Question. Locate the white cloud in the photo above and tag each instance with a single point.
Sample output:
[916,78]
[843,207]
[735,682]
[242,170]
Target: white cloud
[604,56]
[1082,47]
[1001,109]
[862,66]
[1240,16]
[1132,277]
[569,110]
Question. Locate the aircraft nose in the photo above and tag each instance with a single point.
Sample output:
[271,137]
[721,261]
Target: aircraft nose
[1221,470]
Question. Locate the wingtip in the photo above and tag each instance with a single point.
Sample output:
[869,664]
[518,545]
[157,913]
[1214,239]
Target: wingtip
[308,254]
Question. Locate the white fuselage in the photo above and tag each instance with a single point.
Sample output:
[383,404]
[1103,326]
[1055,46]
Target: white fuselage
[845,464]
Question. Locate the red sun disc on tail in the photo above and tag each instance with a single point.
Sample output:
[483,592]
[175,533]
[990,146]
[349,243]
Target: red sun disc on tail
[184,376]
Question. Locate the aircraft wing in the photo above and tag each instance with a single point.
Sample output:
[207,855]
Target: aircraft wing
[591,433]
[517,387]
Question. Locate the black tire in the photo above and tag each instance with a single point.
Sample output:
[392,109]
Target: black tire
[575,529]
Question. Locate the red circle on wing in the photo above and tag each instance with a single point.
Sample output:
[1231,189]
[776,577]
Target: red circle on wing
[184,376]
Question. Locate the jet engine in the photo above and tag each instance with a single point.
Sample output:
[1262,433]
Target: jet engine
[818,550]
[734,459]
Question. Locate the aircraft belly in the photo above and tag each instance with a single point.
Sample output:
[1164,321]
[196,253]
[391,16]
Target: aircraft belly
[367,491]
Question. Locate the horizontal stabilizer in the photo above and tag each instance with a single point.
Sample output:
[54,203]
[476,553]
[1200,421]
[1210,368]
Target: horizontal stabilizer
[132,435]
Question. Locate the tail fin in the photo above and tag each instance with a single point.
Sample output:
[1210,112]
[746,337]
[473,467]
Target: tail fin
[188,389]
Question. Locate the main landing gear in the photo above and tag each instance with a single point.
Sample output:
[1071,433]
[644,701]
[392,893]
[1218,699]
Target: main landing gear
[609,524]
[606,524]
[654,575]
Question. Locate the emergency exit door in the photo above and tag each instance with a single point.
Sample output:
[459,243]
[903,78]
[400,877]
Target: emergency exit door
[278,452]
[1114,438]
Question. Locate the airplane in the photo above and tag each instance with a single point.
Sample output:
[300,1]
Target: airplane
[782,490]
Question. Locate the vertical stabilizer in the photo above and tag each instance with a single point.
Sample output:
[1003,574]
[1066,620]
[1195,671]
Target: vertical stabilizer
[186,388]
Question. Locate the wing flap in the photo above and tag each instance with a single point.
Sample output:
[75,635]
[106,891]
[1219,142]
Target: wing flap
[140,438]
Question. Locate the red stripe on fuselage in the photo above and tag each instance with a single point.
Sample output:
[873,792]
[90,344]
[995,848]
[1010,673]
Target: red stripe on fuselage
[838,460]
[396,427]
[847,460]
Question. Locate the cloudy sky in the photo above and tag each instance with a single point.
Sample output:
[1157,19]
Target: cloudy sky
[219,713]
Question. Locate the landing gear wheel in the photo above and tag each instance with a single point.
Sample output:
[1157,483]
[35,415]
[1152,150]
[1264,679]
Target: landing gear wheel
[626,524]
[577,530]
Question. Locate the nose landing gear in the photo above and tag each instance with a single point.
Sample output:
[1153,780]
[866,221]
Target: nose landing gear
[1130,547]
+-------+
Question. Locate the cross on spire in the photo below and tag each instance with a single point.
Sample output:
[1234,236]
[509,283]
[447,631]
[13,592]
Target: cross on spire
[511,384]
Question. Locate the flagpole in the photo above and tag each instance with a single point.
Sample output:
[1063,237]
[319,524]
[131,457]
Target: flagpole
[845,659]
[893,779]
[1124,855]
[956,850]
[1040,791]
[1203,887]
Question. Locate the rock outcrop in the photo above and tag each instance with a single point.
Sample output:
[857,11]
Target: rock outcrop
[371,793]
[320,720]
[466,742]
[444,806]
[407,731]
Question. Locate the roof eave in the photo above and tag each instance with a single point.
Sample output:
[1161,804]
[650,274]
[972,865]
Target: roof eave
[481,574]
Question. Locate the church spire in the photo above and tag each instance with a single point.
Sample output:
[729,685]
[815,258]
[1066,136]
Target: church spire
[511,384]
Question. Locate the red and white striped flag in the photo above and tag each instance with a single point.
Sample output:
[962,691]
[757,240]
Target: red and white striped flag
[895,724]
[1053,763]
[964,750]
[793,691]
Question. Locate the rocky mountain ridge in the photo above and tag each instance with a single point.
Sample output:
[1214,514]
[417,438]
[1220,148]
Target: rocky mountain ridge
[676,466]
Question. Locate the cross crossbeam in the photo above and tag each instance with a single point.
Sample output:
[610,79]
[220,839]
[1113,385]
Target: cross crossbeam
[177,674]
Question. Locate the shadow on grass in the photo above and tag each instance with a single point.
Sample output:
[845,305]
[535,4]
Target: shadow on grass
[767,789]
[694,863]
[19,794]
+-------+
- Written request -
How many lines in the items above contain the word "stabilizer"? Reply with the number only.

- Task response -
4